Referring expression pointing data

[Start of Attachment]

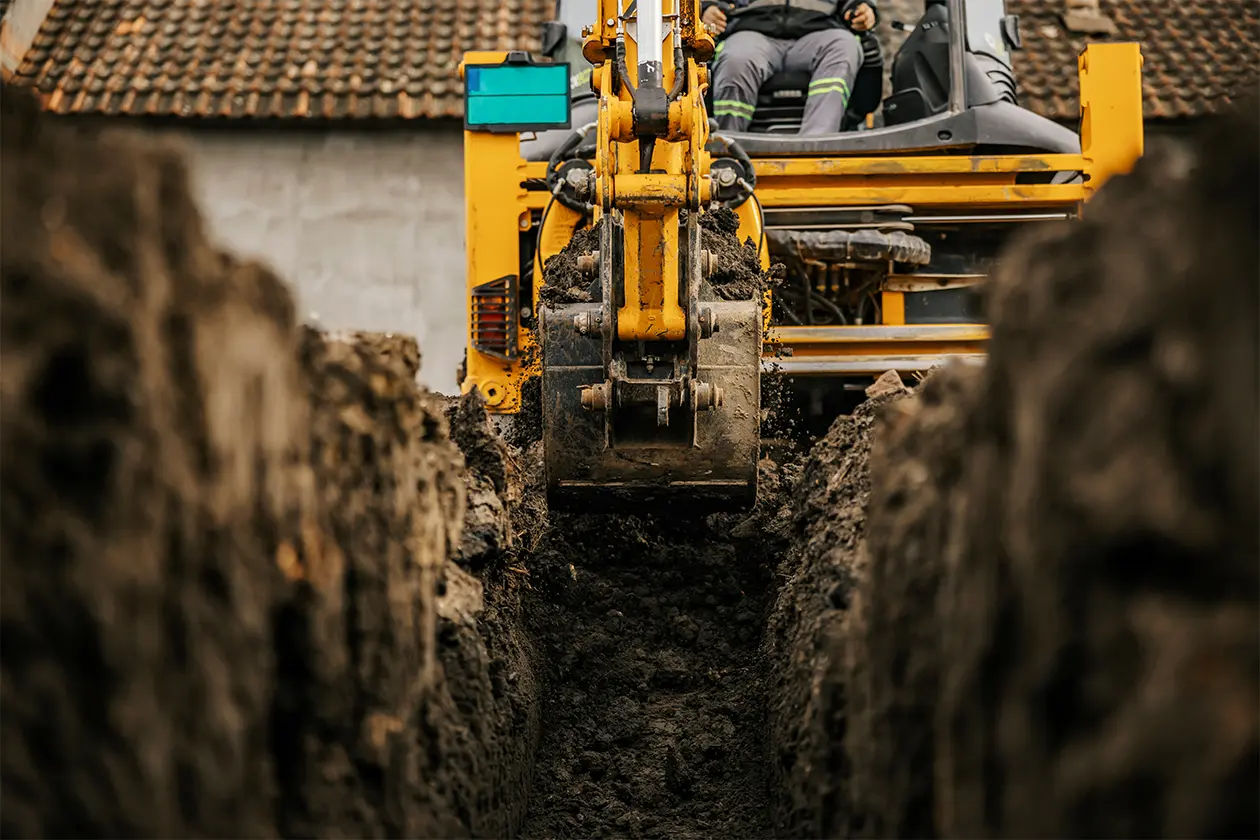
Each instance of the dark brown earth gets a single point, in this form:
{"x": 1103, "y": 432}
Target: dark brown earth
{"x": 563, "y": 282}
{"x": 653, "y": 719}
{"x": 738, "y": 275}
{"x": 223, "y": 539}
{"x": 150, "y": 418}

[End of Attachment]

▶ _ASSIGNED TASK_: Text only, pictures out: give every record again as written.

▶ _YOUR SOLUTION_:
Each instance of the dark brown earth gets a single point, in this form:
{"x": 1103, "y": 432}
Target: dark brown earth
{"x": 563, "y": 282}
{"x": 653, "y": 719}
{"x": 738, "y": 275}
{"x": 223, "y": 539}
{"x": 150, "y": 418}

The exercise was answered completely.